## DO THIS
Reproduce the listing below without any change.
-------
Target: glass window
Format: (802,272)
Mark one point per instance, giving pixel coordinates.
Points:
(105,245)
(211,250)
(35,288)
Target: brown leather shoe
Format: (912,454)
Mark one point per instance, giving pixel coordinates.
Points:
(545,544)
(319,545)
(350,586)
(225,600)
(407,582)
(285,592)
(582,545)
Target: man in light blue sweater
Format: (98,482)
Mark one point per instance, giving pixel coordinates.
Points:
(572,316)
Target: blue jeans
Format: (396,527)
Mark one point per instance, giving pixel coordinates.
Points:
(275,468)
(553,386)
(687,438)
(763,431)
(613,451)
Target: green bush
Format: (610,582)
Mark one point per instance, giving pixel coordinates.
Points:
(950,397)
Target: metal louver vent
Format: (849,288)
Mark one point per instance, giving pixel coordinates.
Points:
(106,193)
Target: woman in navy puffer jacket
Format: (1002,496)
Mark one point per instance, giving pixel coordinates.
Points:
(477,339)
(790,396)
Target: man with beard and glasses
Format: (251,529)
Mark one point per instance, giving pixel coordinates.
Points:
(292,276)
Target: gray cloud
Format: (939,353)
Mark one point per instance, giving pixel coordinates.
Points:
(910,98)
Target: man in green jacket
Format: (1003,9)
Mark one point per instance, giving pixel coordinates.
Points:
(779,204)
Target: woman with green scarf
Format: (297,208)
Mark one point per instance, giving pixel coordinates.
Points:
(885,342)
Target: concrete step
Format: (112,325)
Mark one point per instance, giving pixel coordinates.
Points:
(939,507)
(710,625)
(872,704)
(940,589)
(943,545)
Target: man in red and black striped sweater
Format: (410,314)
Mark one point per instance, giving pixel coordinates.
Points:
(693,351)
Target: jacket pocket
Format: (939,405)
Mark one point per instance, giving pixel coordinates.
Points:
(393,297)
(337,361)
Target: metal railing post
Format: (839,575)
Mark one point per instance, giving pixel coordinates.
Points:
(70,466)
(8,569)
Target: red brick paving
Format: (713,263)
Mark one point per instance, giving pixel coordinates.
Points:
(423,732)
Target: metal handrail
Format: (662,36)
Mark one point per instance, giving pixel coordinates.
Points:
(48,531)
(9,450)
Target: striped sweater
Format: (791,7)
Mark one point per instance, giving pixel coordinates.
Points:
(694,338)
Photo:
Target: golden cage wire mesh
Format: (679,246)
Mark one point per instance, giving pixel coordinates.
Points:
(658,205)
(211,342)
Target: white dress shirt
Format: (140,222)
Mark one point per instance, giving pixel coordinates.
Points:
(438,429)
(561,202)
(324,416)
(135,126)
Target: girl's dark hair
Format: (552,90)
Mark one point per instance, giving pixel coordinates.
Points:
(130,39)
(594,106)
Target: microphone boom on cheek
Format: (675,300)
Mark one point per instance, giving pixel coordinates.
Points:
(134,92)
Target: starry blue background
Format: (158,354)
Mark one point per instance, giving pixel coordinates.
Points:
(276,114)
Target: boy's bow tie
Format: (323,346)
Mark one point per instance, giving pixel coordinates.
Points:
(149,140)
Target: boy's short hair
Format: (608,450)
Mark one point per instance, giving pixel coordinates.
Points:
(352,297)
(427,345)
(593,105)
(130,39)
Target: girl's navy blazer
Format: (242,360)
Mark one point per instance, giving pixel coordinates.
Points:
-------
## IN RESPONSE
Target: glass window
Format: (802,272)
Mark one point per instance, giving pixel coordinates.
Points:
(105,245)
(211,250)
(35,288)
Target: brown leather shoe
Format: (912,454)
Mark one point per instance, giving pixel coordinates.
Points:
(545,544)
(319,545)
(350,586)
(225,600)
(407,582)
(285,592)
(582,545)
Target: man in light blue sweater
Format: (98,482)
Mark one point per instance, giving pixel coordinates.
Points:
(572,316)
Target: blue jeans
Format: (396,527)
Mark one point per instance, giving pixel coordinates.
Points:
(275,468)
(553,386)
(687,438)
(763,431)
(613,451)
Target: green bush
Format: (610,582)
Mark one point per instance, giving pixel coordinates.
Points:
(950,397)
Target: metal louver vent
Format: (849,288)
Mark one point per instance, giving pixel coordinates.
Points:
(106,193)
Target: woman in navy puffer jacket
Format: (1002,496)
Mark one point per instance, giving pixel coordinates.
Points:
(477,339)
(790,396)
Target: man with beard and glasses
Format: (251,529)
Mark one point per instance, giving pixel coordinates.
Points:
(292,276)
Target: gray cloud
Format: (939,353)
Mark one point per instance, giving pixel coordinates.
Points:
(910,98)
Target: man in green jacket
Format: (1003,9)
Mark one point per instance, giving pixel coordinates.
Points:
(779,204)
Target: woman with green scarf
Format: (297,208)
Mark one point per instance, giving pixel coordinates.
Points:
(885,342)
Target: concrete step
Format: (112,325)
Mark one point per instance, giving pixel coordinates.
Points:
(939,507)
(710,625)
(872,704)
(940,589)
(943,545)
Target: man in red and black striped sweater
Format: (410,314)
Mark one point per instance, giving pixel coordinates.
Points:
(693,351)
Target: jacket pocket
Format: (939,405)
Mark one point per instance, giving pixel coordinates.
Points:
(393,297)
(337,361)
Target: metal railing post
Format: (839,575)
Mark one point per instance, giving pixel coordinates.
Points:
(70,466)
(8,569)
Target: red brick paving
Format: (713,263)
Mark one point per instance, giving pixel coordinates.
Points:
(423,732)
Target: metal handrail
Format: (662,36)
Mark one point per instance, giving pixel coordinates.
Points:
(48,531)
(9,450)
Target: striped sweater
Format: (791,7)
Mark one point per instance, giving pixel coordinates.
Points:
(694,338)
Photo:
Target: golden cage wire mesh
Format: (679,246)
Mark one point per instance, giving pixel coordinates.
Points:
(658,205)
(211,342)
Target: white dress shirt
Format: (140,222)
Mark one point per instance, giving pixel coordinates.
Points:
(438,429)
(561,202)
(324,416)
(135,126)
Target: girl's dark hair
Format: (552,90)
Mark one point per instance, giving pixel coordinates.
Points:
(130,39)
(594,106)
Target: microphone boom on cheek
Format: (675,300)
Mark one point per instance, giving pixel coordinates.
Points:
(134,92)
Target: starry blue background
Format: (158,354)
Mark one point per instance, giving pixel coordinates.
Points:
(276,114)
Target: boy's bow tie
Format: (323,346)
Mark one point per instance, giving pixel coordinates.
Points:
(149,140)
Target: boy's short hair
Format: (608,450)
Mark one point per instance, giving pixel coordinates.
Points:
(352,297)
(427,345)
(593,105)
(130,39)
Target: girl's navy blazer
Format: (242,360)
Mark one point per instance, giving pixel coordinates.
Points:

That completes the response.